• [Activity list]
1. List every U.S. state named in the passage on cancer in Native communities.
2. Write what comes next in the passage on cancer in Native communities, picking up after its final sentence.

• [Reading text]
┏━━
Data collected by the National Cancer Institute paint a bleak picture of the cancer burden in Native communities. For example, according to NCI, the states of Alaska, Washington and Iowa have twice the rate of new cancer cases as compared to other states. NCI data also indicate that Native people have experienced the greatest increase in death from lung cancer in those younger than age 54 during the five-year period from 1999 to 2003, taking the lives of the youngest elders in the community.

The message of the story is clear: A united effort must be undertaken in Indian country to eliminate recreational use and exposure to tobacco products. Those who do not smoke should not start this bad habit. Those who do smoke can take steps to stop use permanently. Resources are available to everyone through various programs that offer counseling steps to stop smoking permanently.

Resources include counseling and information on various ways to quit smoking, and they’re available at (800) 4 CANCER and www.smokefree.gov. Important cultural lessons are passed from one generation to the next, so I would like to urge all elders to share this information with the younger members of their families and communities when they share life lessons.
┗━━
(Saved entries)
┏━━
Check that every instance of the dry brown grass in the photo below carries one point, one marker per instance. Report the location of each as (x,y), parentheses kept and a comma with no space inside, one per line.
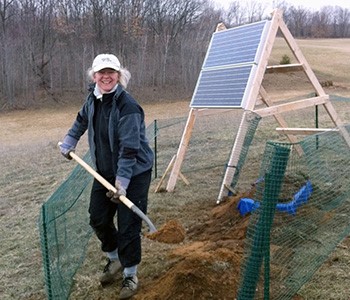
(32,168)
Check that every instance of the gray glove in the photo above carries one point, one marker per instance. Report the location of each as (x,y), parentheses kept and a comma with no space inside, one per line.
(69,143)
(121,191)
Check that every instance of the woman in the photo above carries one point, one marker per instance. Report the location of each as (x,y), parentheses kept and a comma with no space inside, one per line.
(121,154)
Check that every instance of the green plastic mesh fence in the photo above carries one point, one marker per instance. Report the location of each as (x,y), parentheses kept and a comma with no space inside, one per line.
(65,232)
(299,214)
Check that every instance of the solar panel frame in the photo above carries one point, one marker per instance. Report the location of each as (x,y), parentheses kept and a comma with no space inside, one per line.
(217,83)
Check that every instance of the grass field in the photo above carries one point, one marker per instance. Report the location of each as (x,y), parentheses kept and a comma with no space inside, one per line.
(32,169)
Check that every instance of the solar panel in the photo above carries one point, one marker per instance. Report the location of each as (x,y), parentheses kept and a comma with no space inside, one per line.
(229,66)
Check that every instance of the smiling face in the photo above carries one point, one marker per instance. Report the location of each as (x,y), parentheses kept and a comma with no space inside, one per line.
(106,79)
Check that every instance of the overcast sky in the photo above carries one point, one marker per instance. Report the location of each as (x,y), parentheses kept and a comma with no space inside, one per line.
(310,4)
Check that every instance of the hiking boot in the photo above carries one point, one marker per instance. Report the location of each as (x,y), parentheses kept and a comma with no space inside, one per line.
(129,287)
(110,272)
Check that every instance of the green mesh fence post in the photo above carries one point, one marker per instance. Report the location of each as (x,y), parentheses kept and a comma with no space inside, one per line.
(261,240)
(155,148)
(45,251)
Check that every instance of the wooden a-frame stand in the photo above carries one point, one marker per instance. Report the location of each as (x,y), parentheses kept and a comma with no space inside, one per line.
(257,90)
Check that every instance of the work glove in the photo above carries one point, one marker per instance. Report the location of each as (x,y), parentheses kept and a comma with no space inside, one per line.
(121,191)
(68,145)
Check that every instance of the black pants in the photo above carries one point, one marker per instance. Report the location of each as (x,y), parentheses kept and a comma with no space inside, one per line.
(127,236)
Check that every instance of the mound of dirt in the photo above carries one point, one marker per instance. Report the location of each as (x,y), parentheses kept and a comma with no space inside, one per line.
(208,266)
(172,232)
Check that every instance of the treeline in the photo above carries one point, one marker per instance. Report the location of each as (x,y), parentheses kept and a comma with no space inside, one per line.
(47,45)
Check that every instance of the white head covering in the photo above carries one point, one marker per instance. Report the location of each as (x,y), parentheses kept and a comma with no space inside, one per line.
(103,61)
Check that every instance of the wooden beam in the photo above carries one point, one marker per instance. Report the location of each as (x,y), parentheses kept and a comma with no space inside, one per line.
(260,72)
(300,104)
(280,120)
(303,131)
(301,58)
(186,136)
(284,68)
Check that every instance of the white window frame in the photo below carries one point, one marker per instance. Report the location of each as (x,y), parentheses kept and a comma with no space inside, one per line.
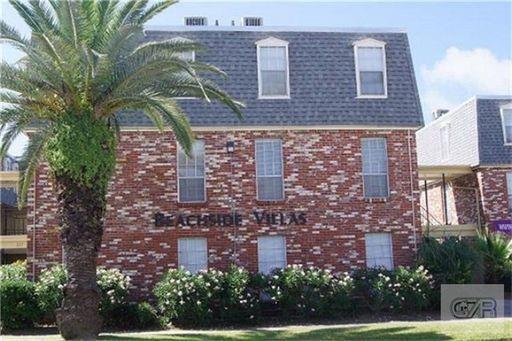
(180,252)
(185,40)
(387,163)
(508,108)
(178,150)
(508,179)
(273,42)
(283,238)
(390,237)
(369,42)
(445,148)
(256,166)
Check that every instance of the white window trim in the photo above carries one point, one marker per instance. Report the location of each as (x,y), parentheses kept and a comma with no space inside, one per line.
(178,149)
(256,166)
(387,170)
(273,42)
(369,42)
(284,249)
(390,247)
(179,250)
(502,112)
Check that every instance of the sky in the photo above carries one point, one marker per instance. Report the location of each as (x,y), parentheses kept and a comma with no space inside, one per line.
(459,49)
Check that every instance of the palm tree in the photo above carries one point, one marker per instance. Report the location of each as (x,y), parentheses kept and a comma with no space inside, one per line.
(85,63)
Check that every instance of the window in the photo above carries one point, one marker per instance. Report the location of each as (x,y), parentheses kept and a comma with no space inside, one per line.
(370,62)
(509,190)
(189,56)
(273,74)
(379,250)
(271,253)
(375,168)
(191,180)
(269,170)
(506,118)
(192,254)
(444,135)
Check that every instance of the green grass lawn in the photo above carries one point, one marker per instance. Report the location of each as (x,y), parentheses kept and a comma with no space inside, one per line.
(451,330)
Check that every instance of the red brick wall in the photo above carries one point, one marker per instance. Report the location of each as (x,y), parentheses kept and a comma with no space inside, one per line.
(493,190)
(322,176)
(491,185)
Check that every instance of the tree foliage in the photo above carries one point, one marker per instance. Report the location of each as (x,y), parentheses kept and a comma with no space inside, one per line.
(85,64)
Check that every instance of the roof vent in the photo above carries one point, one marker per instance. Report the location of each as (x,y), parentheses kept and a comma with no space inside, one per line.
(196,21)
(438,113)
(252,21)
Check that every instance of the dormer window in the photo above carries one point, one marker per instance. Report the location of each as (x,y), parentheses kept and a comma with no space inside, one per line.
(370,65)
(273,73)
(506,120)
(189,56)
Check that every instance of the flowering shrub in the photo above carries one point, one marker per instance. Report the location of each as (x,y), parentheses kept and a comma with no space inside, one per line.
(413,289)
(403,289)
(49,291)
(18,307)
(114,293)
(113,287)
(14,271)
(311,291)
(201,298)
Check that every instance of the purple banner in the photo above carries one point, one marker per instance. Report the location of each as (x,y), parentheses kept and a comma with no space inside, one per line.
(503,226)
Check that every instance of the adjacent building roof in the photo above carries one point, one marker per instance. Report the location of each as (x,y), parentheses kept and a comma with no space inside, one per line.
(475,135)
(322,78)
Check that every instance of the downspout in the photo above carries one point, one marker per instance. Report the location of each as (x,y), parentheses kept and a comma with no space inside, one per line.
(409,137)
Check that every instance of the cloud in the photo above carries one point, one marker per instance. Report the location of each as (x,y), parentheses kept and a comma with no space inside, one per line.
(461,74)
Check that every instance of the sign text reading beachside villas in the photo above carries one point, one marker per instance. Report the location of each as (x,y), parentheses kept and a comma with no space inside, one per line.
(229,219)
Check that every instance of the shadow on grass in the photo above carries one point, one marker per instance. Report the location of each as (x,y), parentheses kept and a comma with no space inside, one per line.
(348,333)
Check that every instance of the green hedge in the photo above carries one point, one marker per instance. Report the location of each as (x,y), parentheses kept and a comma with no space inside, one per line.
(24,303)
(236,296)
┗━━
┏━━
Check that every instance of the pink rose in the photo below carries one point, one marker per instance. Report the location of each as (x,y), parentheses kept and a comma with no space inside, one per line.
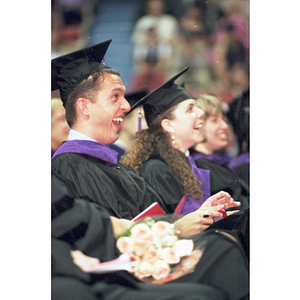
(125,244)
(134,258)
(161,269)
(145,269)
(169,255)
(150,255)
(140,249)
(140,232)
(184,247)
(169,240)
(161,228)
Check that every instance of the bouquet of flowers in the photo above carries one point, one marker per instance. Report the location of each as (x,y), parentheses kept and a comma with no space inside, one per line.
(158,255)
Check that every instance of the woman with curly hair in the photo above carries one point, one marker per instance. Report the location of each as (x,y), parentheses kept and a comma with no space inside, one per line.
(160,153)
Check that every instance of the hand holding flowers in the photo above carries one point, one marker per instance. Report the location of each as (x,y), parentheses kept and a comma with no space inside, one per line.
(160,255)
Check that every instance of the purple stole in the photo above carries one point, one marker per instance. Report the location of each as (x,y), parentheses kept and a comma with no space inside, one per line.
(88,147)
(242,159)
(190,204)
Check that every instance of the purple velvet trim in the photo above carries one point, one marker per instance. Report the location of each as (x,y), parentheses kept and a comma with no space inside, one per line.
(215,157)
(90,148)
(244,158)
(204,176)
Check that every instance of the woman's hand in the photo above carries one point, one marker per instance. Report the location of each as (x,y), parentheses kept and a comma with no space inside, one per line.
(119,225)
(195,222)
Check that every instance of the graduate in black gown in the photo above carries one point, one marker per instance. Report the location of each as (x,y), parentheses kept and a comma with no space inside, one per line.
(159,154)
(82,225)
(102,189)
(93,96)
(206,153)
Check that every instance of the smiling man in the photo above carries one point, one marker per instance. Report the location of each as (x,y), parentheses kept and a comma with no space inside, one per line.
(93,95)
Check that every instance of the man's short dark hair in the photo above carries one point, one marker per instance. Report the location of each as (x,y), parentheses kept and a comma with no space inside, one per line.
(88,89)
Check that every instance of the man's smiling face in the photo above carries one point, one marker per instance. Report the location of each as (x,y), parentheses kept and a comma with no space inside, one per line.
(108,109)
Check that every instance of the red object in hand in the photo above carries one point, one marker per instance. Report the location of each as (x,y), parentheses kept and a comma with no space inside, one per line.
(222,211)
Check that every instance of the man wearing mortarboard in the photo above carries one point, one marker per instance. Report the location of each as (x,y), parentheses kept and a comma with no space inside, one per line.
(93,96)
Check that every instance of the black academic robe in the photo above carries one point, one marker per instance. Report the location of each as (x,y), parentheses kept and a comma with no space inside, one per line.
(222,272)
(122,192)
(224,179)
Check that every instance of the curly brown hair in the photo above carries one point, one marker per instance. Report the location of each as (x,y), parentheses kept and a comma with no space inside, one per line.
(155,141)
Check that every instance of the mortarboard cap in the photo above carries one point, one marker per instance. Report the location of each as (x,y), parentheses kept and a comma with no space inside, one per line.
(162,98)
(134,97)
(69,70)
┗━━
┏━━
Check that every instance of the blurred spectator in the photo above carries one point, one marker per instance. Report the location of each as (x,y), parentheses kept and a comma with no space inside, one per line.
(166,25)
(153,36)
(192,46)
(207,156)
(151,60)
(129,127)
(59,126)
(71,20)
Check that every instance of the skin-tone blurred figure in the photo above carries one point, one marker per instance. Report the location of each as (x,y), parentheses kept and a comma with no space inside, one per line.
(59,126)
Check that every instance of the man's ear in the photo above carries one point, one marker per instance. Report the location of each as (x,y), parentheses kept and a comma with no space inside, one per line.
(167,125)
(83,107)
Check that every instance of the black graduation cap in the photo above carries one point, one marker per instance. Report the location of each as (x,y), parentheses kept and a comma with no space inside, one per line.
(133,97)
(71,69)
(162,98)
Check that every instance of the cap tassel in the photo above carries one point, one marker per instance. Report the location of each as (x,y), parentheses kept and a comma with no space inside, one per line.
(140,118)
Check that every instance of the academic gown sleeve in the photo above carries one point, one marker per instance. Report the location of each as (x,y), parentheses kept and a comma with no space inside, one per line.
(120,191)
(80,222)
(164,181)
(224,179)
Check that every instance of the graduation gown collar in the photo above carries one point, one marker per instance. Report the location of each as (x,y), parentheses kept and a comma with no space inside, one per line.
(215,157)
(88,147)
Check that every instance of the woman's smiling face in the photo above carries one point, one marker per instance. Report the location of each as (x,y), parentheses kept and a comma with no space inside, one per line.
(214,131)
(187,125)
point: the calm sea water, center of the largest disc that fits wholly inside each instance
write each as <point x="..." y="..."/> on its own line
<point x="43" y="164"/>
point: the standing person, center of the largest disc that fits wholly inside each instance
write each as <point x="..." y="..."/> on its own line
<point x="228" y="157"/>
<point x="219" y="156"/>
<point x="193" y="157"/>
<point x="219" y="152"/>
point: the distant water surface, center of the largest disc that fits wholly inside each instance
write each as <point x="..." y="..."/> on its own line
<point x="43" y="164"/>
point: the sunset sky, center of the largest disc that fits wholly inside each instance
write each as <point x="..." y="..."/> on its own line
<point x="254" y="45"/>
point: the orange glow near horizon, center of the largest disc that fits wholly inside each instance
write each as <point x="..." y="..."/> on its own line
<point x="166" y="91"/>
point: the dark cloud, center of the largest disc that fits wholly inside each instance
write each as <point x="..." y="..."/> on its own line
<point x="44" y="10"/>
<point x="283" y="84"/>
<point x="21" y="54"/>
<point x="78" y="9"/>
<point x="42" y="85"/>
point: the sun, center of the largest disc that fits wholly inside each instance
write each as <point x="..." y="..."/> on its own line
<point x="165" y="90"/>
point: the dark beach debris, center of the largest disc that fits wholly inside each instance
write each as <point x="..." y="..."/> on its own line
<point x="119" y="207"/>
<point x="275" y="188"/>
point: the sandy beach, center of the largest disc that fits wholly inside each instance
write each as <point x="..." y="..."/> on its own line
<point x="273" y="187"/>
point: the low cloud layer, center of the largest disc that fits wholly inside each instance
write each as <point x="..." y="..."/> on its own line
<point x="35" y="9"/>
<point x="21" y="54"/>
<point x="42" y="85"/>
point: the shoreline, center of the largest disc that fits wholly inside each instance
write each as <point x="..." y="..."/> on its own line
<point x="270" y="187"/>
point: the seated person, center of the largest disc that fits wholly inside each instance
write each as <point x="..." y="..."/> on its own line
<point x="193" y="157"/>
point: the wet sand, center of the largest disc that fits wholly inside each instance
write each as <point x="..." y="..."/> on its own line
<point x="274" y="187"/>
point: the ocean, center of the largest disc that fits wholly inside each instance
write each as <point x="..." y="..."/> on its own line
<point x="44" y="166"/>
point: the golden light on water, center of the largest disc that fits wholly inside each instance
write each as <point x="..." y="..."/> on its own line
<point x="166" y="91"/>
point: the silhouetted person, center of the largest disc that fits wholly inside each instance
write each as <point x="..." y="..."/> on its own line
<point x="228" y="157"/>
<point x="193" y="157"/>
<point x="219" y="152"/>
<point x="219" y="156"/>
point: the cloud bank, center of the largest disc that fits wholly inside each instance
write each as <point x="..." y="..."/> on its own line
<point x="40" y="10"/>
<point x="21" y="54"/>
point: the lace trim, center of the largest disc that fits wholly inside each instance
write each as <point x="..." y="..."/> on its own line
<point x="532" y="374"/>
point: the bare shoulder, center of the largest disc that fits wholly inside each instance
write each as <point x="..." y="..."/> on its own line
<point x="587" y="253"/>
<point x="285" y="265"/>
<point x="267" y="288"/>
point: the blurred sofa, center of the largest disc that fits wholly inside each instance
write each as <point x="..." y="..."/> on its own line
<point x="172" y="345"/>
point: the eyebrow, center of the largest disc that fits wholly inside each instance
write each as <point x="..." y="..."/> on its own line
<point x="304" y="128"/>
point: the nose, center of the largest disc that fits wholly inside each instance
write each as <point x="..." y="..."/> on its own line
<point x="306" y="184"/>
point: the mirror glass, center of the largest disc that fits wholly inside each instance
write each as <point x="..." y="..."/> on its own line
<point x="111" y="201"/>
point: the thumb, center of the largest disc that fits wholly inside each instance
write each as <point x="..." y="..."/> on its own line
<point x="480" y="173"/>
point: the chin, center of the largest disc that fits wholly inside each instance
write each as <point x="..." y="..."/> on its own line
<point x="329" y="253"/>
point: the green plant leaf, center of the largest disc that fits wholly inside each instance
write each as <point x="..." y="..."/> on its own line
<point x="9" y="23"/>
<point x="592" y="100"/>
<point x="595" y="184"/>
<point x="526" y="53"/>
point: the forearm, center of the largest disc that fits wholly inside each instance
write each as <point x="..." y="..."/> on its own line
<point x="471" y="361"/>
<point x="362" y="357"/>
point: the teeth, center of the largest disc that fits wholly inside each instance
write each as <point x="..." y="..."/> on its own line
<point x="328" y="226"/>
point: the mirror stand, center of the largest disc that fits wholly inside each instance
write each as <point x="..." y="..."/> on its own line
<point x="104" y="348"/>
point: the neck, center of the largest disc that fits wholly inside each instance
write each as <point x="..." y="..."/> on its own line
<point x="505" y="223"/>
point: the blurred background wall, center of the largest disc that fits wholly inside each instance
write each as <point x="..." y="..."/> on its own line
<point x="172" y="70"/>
┗━━
• [Results of the tasks]
1. Alaska, Washington, Iowa

2.
As you reach out to your communities with this important message, we will continue to do our part at NCI, where we are working every day to increase our efforts to research and eliminate the greater cancer burden in American Indian communities. The reasons for cancer excess burden, or cancer health disparities, are numerous. Under the leadership of our new director, Dr. John Niederhuber, NCI is committed to addressing these disparities and to bringing advances in cancer research to all Americans, in all communities.

Niederhuber recently proposed a new plan, called the NCI Community Cancer Centers Program, which would add a new level of cancer care beyond the existing 61 NCI-designated cancer centers. The pilot program would support a small number of facilities over a three-year period in an attempt to find the best ways to bring the most promising cancer treatments and clinical studies or trials to the community through local hospitals. About 40 percent of the project’s funding to those hospitals will be dedicated to cancer health disparities.

NCI is working closely with the Native community to control and prevent smoking and lung cancer through various methods. The NCI’s Cancer Information Service, Rocky Mountain Region, works closely with Native American Cancer Research in Pine, Colo. NACR has ongoing local, regional and national tobacco prevention projects in Indian country. Local and regional efforts have developed strategic tobacco plans, incorporating community-driven interventions for both the Denver urban Indian population and the Ute Mountain Ute population in southwestern Colorado.

NCI’s national program is in partnership with the Northwest Portland Indian Health Board and the National Tribal Tobacco Prevention Network. A Native-specific educational curriculum, titled “Get on the Path to Lung Health,” is now available as a free download on the NACR Web site, http://natamcancer.org.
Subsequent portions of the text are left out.